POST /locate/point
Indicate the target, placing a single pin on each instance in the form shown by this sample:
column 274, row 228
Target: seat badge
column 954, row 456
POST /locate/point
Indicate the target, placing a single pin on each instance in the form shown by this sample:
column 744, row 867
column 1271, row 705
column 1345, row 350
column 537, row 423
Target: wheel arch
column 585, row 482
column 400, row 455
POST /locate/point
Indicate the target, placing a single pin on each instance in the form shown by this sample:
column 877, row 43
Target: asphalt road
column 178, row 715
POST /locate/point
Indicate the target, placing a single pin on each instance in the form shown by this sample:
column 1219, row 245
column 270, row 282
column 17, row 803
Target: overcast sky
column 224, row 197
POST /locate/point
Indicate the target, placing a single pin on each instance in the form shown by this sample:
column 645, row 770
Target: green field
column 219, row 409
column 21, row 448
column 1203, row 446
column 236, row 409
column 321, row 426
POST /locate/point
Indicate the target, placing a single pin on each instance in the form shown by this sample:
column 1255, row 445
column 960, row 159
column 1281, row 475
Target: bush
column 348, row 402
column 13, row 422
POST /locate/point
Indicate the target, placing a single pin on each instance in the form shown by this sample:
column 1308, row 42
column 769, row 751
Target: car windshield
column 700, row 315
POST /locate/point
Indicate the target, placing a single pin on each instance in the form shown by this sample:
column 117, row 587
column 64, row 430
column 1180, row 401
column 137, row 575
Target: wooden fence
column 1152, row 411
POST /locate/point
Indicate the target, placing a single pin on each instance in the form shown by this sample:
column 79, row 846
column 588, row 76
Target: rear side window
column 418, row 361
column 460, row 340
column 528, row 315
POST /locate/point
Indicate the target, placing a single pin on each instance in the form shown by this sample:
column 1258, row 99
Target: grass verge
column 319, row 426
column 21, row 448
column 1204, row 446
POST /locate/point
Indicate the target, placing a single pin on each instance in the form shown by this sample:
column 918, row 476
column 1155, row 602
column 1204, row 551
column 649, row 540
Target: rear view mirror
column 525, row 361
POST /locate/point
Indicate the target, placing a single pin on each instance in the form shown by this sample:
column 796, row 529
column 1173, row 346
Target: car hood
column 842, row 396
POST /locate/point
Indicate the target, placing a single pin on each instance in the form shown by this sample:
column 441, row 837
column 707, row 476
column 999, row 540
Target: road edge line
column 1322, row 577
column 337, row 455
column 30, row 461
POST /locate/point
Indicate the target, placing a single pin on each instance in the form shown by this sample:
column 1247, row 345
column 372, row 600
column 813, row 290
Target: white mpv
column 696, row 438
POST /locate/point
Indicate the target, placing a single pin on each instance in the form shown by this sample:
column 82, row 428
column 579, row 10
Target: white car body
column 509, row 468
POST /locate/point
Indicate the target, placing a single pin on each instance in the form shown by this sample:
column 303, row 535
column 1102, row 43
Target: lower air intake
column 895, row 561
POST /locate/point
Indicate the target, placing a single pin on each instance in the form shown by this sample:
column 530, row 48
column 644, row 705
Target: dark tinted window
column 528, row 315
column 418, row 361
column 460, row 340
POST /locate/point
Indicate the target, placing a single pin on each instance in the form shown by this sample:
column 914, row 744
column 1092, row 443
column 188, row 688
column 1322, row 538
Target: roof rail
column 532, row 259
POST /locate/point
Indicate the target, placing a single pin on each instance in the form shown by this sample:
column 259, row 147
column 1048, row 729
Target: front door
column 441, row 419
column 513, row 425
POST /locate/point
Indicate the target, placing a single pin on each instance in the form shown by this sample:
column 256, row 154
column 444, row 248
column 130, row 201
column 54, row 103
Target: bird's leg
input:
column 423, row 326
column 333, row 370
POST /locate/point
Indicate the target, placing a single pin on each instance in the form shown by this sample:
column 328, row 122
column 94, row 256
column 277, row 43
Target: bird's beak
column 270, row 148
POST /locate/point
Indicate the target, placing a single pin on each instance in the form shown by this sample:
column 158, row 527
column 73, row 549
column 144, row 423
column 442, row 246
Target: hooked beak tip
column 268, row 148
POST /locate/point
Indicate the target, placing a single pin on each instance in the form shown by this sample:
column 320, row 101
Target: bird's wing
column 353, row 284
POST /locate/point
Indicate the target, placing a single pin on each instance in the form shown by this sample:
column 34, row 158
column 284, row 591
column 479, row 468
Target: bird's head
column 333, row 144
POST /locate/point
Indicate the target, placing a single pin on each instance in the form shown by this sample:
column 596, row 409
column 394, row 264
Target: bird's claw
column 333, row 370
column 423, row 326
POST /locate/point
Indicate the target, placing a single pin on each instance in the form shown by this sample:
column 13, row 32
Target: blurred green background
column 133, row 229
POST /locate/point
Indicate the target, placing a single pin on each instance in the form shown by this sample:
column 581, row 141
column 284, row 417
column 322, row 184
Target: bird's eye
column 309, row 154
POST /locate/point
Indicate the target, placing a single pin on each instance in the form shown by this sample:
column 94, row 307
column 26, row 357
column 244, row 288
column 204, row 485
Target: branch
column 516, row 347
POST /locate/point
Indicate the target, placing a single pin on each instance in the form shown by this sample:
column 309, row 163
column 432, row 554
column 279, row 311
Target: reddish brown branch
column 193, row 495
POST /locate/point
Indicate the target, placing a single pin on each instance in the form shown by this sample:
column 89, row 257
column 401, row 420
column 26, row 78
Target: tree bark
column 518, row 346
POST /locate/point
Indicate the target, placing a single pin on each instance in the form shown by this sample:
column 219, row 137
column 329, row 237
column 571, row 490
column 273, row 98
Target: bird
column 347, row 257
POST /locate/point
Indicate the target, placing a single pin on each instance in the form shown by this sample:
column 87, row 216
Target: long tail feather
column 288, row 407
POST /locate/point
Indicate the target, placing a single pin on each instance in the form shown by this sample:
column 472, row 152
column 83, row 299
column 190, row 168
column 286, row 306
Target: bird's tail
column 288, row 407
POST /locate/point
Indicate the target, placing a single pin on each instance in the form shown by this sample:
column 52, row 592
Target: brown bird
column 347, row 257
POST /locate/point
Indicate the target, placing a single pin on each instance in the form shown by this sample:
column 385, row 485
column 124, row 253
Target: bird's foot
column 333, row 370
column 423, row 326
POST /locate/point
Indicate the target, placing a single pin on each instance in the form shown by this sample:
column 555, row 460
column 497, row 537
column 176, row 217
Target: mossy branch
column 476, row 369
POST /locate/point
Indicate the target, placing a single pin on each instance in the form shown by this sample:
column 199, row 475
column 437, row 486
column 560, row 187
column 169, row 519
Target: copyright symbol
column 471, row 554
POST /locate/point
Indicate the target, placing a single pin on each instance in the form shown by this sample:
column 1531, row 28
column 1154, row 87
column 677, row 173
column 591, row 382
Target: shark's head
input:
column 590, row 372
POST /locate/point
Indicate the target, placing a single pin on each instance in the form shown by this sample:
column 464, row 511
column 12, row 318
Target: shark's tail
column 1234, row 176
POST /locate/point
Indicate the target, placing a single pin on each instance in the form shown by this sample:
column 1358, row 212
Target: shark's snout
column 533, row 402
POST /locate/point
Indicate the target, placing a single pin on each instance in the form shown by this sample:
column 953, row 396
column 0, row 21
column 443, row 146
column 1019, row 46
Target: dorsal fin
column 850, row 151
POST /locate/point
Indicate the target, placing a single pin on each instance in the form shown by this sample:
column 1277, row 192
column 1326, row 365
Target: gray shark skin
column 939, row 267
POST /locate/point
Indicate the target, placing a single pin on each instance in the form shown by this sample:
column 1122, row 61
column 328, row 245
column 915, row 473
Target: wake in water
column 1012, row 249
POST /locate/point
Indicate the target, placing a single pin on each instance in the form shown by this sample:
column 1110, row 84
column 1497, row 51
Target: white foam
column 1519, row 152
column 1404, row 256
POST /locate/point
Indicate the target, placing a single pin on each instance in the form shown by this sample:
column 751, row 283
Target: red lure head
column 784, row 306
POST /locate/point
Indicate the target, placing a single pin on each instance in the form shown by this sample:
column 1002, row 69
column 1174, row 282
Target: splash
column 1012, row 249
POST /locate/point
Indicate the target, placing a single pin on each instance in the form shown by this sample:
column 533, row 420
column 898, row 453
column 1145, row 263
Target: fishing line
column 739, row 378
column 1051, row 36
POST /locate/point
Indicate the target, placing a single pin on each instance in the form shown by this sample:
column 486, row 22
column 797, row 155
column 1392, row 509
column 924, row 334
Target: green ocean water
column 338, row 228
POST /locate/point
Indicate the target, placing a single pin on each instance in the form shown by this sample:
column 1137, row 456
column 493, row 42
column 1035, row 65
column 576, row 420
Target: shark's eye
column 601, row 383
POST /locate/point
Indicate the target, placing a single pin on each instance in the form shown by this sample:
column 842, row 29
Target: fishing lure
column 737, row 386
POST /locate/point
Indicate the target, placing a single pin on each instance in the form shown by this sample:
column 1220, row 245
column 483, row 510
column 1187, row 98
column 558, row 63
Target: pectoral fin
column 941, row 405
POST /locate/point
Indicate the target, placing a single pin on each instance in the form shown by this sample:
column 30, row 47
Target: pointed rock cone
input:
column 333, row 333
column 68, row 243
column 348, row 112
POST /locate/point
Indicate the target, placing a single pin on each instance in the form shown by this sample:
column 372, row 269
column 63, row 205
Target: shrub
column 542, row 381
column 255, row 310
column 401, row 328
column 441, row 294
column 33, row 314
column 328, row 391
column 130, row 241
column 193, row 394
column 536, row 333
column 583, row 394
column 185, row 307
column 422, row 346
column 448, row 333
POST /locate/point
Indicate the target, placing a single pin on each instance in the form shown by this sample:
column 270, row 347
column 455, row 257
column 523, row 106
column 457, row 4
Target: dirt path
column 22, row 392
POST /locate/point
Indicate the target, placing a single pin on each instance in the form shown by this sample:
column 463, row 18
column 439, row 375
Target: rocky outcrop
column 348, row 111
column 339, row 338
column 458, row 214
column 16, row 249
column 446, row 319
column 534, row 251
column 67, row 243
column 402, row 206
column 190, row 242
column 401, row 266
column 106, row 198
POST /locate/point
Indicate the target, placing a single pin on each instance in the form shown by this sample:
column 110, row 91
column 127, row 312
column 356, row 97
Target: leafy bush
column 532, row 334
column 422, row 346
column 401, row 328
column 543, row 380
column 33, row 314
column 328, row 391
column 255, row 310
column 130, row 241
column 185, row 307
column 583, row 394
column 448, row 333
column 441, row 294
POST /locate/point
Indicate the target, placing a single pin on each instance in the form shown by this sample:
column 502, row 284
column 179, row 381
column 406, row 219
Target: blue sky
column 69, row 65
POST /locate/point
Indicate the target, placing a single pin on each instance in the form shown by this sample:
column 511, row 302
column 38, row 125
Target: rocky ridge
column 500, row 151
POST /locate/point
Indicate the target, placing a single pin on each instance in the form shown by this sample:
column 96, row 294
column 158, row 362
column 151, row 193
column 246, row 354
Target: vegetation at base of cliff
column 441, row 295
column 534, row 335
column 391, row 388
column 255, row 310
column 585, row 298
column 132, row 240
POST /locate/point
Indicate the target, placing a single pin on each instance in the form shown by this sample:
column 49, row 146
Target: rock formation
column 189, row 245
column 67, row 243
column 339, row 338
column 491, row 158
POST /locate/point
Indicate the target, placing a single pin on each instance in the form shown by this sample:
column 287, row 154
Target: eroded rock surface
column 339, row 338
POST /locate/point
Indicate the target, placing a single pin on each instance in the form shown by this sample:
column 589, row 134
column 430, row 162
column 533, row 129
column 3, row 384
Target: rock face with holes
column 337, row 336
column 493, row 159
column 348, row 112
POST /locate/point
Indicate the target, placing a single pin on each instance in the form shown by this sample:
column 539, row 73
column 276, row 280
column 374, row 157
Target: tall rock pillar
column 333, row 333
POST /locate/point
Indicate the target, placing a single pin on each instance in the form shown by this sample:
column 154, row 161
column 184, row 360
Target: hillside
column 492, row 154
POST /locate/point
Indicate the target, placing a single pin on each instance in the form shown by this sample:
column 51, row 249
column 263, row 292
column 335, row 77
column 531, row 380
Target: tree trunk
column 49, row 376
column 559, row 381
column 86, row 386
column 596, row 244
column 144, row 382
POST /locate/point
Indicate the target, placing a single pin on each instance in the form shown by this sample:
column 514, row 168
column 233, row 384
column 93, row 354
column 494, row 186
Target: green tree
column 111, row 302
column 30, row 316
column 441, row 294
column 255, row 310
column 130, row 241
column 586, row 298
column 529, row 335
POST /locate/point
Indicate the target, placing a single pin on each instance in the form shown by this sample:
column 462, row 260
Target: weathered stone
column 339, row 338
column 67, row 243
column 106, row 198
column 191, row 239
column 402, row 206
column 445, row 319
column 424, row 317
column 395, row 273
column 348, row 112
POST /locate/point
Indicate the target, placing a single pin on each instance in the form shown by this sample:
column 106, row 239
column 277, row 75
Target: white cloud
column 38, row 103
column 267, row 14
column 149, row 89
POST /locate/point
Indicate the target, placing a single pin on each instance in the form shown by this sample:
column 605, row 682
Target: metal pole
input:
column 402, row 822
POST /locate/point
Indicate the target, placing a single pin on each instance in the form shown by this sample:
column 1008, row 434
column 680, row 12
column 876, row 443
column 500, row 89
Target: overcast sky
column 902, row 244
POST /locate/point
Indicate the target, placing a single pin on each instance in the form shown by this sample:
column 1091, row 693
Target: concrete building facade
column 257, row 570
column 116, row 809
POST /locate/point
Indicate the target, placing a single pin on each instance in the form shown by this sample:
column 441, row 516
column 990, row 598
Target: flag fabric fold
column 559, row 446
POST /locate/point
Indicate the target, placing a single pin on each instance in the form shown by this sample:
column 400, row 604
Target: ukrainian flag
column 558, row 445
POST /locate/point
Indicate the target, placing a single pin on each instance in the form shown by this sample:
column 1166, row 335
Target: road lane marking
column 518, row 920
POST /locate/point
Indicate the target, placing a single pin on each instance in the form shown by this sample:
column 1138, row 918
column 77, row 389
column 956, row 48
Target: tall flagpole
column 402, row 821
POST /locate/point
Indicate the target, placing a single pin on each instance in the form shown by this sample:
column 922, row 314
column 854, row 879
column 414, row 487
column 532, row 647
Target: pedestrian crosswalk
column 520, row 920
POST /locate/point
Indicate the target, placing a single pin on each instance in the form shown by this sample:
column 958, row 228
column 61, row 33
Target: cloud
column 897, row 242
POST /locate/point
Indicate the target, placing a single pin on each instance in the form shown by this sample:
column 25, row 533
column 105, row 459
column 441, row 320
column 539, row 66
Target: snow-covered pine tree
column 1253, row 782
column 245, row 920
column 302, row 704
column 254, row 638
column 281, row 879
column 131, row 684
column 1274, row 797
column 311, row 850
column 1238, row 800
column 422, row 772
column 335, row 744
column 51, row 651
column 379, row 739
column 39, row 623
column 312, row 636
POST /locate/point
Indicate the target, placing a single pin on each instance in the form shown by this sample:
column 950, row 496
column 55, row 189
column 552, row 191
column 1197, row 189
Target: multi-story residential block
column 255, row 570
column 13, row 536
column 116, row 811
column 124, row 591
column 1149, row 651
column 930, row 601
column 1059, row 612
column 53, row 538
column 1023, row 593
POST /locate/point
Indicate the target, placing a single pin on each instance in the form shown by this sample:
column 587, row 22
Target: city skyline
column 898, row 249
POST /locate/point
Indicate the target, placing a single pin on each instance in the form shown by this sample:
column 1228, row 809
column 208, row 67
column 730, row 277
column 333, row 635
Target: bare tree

==*==

■ **Job**
Select every line of the rows above that contains the word "brown", taking case into account.

■ **Solution to the exercise**
Target: reddish brown branch
Target: brown bird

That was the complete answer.